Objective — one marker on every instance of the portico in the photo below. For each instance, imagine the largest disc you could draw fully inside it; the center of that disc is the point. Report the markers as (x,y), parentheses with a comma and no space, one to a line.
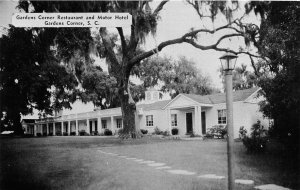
(187,115)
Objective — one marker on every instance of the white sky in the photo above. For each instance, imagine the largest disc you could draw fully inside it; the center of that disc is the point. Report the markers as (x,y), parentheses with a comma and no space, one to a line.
(177,18)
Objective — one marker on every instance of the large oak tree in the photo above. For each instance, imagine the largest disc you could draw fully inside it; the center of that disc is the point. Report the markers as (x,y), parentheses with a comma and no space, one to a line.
(74,46)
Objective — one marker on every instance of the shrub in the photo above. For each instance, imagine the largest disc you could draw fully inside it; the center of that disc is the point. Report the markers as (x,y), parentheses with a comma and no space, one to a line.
(157,131)
(58,133)
(120,131)
(95,133)
(242,132)
(73,133)
(83,133)
(257,141)
(174,131)
(144,131)
(217,131)
(107,132)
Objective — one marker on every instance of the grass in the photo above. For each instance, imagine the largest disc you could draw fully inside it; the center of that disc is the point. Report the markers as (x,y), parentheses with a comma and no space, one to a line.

________

_Problem requirements_
Output, unchanged, the lines from the line with "Objective — one marker on every instance of the white" through the final line of the material.

_Right answer_
Objective — one marker on every instance of the white sky in the photo above. For each instance, imagine the largest disc you could draw fully inside it; the center of that disc is the point. Report the markers as (x,y), parentheses with a comma and no space, one to a line.
(177,18)
Objective — one marker on every instance of the large oak tree in the photo above. For each instance, imagine the largest disc you could draw fully inside it; the center of that disc is the point. Report the markers as (x,y), parentheses with a comma and no space, one to a line.
(74,46)
Objective — one marker on every instance of the shrub in the photo above. For each instance, imagine the largest disc you could draw fully inside it; the center of that disc is the point. Report the markers as (x,y), parentheses with a comma and no space, one to a line.
(157,131)
(58,133)
(120,131)
(95,133)
(242,132)
(73,133)
(83,133)
(257,141)
(174,131)
(144,131)
(217,131)
(107,132)
Objective — one marker on every instance of the grass in the photo above. For each instance, imagine the largest disc you could draw fully inside it; the center of that disc is the point. Report the markers as (x,y), parentheses with a comma and no space, one to a line.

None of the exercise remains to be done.